PROVIDED PASSAGE:
<<<<

EASTAUGH, J., concurring in part and dissenting in part.
Although I agree with the court's discussion of the
independent source exception (Part III.A), and most of its
discussion of the inevitable discovery exception (Part III.B), I
disagree with that portion of its opinion that would require the
prosecution to prove inevitable discovery by clear and convincing
evidence in this case.
The rationale for the clear and convincing standard was
first expressed by Justice Brennan in dissent in Nix v. Williams,
467 U.S. 431 (1984). Imposition of the higher burden of proof is
intended to "ensure that this hypothetical finding [contemplated by
the inevitable discovery doctrine] is narrowly confined to
circumstances that are functionally equivalent to an independent
source, and to protect fully the fundamental rights served by the
exclusionary rule." Id. at 459 (Brennan, J., dissenting) (emphasis
added).

>>>>

GOALS:
(A) Summarize the partial dissent in two sentences.
(B) Translate this sentence from the partial dissent into Spanish: "The rationale for the clear and convincing standard was first expressed by Justice Brennan in dissent in Nix v. Williams, 467 U.S. 431 (1984)."
You won't need the listing for anything here.

Data lines
<<<<

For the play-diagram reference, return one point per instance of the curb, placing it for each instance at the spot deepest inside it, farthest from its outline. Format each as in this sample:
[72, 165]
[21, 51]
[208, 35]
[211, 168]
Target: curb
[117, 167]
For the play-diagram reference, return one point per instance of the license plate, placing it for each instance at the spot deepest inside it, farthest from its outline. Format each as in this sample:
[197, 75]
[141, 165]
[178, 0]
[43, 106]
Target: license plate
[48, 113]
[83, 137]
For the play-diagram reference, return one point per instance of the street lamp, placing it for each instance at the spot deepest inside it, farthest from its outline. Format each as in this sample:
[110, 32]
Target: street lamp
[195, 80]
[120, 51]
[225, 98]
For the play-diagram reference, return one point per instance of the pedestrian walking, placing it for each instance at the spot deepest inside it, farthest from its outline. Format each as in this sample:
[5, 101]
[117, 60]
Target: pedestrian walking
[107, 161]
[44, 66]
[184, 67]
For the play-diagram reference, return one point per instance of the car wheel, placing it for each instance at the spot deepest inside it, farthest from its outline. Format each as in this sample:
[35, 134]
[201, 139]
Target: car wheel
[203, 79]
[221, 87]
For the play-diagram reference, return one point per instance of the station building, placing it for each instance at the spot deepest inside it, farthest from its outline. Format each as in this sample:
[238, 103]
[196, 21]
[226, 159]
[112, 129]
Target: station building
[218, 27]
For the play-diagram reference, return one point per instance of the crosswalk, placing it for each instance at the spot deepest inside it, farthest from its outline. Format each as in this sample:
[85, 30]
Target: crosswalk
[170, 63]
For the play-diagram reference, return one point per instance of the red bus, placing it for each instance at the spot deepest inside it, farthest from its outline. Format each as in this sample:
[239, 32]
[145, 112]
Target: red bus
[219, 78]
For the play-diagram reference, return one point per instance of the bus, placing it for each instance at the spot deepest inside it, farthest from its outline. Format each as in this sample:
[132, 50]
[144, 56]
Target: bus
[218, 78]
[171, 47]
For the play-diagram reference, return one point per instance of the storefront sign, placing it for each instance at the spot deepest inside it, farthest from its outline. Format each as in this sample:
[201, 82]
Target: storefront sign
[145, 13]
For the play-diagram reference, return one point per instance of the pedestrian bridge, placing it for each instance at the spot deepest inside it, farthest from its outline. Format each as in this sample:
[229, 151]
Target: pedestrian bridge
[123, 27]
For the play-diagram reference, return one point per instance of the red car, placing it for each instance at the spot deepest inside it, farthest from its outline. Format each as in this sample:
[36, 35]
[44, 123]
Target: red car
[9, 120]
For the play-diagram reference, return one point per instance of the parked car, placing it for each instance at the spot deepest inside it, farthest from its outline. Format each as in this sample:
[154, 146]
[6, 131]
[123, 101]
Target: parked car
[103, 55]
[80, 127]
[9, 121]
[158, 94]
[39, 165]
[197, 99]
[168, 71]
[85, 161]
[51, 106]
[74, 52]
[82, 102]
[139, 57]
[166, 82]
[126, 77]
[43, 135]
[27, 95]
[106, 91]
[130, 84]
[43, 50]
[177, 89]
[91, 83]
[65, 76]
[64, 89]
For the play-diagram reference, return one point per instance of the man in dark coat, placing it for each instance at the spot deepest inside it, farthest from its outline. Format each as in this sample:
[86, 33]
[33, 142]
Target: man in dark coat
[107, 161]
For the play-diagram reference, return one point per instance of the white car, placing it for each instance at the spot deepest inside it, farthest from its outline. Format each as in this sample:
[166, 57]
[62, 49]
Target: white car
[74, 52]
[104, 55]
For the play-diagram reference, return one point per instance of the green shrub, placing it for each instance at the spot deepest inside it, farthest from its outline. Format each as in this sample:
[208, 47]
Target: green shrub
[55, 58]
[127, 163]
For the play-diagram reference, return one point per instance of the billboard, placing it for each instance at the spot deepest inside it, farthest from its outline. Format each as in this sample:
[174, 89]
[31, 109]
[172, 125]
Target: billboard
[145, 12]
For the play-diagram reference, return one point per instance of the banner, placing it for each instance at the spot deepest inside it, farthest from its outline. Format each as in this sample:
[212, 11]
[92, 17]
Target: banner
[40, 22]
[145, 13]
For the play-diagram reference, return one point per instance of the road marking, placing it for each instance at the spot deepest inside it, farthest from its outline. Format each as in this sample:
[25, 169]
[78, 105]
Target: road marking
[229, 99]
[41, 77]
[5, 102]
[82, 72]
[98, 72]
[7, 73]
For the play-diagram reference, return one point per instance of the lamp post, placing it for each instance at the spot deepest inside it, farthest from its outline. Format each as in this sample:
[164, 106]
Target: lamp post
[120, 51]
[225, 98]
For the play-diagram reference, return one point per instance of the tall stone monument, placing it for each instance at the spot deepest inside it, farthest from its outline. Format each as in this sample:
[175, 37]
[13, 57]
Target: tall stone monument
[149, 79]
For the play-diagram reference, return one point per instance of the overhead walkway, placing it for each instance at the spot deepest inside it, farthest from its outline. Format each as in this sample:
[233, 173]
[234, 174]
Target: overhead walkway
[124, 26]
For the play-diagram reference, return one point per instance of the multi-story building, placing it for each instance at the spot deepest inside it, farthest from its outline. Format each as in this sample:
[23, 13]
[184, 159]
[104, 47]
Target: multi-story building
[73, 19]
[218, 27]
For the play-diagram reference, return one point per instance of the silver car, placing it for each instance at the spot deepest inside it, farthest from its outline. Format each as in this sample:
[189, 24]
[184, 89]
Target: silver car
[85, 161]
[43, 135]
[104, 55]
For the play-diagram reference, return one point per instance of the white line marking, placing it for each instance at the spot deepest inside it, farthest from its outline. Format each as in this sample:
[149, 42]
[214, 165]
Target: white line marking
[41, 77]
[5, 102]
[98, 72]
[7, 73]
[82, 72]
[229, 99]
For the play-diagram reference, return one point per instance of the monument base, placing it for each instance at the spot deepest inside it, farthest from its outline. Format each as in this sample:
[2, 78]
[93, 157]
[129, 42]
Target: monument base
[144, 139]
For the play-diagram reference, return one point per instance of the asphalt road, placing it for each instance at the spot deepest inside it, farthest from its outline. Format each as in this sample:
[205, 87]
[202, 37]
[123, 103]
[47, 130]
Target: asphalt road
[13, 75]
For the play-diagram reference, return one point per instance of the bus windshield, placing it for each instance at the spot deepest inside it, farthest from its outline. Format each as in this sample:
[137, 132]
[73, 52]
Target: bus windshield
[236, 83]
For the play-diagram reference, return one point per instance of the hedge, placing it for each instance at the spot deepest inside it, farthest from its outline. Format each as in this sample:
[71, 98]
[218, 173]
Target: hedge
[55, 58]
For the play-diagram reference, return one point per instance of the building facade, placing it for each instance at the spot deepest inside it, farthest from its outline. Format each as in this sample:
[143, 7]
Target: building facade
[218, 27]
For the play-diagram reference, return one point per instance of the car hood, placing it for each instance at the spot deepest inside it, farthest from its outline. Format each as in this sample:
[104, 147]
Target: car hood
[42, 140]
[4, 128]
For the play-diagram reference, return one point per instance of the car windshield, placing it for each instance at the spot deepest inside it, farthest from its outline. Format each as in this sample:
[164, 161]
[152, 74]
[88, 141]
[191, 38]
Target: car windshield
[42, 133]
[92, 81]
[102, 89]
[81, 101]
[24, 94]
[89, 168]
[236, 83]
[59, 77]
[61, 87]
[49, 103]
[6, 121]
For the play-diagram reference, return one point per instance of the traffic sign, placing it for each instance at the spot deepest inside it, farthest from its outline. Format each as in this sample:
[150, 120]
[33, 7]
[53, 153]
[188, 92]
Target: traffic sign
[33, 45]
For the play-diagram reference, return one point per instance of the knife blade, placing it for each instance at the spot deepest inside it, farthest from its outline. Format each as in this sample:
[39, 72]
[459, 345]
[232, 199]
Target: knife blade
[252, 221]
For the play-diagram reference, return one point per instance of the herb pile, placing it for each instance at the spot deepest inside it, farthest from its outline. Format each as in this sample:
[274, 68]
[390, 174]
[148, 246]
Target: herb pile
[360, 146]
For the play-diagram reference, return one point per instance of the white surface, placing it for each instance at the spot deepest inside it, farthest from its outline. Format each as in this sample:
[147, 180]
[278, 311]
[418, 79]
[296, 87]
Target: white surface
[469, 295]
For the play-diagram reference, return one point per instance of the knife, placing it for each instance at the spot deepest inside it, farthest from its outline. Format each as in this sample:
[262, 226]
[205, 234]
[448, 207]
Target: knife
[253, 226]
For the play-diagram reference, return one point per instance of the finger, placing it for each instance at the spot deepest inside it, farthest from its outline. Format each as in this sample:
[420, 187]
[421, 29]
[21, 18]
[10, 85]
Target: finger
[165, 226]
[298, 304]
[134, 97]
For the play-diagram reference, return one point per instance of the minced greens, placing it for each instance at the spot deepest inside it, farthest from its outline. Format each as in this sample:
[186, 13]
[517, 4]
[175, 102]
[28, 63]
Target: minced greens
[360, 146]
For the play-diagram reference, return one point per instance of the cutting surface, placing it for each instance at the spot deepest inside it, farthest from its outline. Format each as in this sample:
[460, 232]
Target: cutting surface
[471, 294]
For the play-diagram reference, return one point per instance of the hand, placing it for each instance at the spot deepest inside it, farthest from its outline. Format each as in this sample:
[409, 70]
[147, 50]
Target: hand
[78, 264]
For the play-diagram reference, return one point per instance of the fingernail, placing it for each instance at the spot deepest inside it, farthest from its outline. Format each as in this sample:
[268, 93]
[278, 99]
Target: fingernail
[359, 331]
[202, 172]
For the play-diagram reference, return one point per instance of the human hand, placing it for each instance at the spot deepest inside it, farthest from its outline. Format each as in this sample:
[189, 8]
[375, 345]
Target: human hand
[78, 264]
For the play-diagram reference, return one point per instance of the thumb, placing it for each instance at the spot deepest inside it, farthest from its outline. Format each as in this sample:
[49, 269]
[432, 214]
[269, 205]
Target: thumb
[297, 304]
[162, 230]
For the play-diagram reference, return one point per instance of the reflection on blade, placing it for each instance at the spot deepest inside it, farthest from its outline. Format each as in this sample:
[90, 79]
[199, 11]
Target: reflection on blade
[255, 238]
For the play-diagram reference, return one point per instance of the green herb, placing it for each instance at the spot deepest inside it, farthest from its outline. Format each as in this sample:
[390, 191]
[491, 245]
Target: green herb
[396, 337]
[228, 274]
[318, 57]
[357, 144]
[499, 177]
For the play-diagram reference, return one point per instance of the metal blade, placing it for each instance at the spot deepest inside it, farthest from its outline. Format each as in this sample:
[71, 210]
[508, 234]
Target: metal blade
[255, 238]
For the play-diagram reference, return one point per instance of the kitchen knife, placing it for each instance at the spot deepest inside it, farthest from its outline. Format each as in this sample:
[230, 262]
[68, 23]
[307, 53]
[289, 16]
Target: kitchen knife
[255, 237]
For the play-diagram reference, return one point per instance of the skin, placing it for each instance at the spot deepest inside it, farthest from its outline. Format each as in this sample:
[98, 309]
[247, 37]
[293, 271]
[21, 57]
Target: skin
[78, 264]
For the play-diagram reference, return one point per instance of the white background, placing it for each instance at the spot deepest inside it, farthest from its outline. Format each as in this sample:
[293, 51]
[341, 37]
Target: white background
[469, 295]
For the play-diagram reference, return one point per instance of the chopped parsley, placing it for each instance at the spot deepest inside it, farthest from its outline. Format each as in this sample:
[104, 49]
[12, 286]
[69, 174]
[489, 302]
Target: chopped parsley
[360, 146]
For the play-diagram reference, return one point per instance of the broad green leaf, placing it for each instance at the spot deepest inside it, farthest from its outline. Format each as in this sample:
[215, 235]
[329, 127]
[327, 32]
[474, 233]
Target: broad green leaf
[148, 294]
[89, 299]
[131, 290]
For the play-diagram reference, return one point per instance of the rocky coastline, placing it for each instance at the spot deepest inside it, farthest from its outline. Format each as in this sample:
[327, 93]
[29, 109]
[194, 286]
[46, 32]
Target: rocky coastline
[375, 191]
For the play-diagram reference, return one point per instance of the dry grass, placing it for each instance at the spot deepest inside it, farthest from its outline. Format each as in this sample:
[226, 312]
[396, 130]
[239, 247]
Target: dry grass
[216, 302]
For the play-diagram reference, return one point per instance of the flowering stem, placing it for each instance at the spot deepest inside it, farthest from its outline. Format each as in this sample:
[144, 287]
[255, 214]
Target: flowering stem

>>>>

EXPECTED RESULTS:
(A) The judge agrees with the court's treatment of the independent source exception and most of its treatment of the inevitable discovery exception. However, the judge disagrees with requiring the prosecution to prove inevitable discovery by clear and convincing evidence in this case, a standard whose rationale Justice Brennan first expressed in dissent in Nix v. Williams.

(B) El fundamento del estándar de prueba clara y convincente fue expresado por primera vez por el juez Brennan en su voto disidente en Nix v. Williams, 467 U.S. 431 (1984).